What needs to be done — Copy every line of the records below that contains the word "cable".
___ Records provided
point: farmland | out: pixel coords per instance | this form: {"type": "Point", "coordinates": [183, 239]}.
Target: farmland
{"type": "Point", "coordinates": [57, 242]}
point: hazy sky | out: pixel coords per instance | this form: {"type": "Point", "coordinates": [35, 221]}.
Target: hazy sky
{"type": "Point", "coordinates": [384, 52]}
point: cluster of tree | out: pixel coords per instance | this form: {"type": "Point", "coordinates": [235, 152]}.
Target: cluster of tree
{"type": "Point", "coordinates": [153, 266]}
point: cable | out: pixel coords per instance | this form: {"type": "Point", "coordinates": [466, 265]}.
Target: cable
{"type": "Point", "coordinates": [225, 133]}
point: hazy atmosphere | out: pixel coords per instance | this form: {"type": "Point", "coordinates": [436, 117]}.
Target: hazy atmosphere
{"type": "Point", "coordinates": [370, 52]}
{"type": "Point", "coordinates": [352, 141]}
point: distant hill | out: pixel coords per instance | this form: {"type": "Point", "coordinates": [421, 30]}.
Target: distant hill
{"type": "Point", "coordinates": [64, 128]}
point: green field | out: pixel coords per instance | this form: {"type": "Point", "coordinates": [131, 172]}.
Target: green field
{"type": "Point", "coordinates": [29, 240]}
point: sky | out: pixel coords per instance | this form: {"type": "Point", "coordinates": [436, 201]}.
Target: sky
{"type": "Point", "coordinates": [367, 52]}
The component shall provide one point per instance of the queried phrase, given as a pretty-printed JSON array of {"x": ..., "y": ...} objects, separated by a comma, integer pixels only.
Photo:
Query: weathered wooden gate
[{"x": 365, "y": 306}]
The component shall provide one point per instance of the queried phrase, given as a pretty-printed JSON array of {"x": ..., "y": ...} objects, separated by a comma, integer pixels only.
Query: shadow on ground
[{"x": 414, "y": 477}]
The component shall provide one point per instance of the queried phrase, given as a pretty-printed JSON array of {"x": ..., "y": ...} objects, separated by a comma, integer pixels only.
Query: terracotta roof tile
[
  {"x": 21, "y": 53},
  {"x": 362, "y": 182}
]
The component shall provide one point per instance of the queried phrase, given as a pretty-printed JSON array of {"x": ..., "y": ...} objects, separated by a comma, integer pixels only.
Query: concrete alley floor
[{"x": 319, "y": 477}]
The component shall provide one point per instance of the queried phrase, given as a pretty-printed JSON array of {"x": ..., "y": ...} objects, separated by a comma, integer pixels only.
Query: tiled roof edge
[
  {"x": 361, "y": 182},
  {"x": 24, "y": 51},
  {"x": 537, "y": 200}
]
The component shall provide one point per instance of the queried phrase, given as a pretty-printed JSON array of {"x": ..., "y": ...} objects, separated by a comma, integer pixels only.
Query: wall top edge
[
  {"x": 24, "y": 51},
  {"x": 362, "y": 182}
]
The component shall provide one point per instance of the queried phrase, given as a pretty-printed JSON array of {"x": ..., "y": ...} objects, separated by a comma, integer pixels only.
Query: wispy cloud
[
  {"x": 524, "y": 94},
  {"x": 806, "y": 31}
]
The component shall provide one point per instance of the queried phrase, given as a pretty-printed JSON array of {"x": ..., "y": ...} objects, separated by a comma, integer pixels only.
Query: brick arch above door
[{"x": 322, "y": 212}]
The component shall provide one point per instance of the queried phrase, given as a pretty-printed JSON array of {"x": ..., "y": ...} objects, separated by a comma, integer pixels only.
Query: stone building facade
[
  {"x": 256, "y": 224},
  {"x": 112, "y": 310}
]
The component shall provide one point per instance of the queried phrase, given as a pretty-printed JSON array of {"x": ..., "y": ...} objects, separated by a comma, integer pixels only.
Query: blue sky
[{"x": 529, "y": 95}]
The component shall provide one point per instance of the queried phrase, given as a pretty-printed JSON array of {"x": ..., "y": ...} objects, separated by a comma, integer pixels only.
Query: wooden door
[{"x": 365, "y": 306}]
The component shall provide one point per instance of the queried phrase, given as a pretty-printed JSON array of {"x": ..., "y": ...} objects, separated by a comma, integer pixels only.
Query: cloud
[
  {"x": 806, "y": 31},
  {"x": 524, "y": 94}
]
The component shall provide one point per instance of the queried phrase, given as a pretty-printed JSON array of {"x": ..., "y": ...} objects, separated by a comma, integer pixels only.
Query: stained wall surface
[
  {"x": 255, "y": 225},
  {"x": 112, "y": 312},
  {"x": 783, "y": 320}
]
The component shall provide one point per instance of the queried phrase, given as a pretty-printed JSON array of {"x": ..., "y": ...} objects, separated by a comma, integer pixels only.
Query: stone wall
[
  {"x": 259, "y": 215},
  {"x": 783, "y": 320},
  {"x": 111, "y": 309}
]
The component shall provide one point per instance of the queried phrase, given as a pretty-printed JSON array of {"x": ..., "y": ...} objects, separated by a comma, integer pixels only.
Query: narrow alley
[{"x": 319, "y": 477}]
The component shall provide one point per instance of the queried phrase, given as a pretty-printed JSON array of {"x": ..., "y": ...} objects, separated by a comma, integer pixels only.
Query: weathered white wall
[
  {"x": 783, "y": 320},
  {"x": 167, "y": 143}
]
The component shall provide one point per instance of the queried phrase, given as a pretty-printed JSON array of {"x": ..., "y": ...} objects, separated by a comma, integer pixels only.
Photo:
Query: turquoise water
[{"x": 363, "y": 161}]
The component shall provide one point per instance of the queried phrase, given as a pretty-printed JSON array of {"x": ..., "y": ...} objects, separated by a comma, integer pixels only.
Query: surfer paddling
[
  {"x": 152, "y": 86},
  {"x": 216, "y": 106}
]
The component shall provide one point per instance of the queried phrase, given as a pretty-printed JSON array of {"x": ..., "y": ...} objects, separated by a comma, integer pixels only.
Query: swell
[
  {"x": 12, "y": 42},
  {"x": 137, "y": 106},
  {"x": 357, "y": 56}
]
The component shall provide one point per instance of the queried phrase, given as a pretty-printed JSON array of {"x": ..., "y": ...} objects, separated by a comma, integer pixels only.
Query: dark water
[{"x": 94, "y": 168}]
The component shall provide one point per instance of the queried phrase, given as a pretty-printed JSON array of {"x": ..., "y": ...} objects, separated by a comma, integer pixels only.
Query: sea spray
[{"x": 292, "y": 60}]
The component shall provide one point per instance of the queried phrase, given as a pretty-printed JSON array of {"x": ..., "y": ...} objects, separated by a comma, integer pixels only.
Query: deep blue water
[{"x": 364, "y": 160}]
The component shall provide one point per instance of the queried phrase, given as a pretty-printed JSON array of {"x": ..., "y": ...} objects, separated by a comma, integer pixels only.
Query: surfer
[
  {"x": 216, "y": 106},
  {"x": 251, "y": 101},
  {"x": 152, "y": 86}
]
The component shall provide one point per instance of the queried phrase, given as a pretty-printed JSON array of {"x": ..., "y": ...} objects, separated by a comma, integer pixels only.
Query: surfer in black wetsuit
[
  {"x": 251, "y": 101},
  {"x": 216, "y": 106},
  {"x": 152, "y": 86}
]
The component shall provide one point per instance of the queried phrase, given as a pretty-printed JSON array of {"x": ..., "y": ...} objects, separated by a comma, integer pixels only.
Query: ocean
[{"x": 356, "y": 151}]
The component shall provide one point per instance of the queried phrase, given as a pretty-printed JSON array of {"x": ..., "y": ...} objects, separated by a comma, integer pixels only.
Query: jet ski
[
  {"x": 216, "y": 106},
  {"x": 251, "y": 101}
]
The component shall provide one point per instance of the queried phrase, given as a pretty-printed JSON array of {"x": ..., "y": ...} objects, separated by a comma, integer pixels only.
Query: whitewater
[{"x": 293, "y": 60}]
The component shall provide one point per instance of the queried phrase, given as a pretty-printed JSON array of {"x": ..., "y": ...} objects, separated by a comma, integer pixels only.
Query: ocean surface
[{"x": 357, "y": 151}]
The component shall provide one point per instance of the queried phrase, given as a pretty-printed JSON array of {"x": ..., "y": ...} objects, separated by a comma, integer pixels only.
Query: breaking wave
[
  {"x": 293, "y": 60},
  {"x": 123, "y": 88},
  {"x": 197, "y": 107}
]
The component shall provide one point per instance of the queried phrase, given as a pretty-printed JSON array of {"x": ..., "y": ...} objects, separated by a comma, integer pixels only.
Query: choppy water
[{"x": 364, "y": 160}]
______
Task output —
point: cable | out: pixel coords per instance | this form: {"type": "Point", "coordinates": [466, 265]}.
Target: cable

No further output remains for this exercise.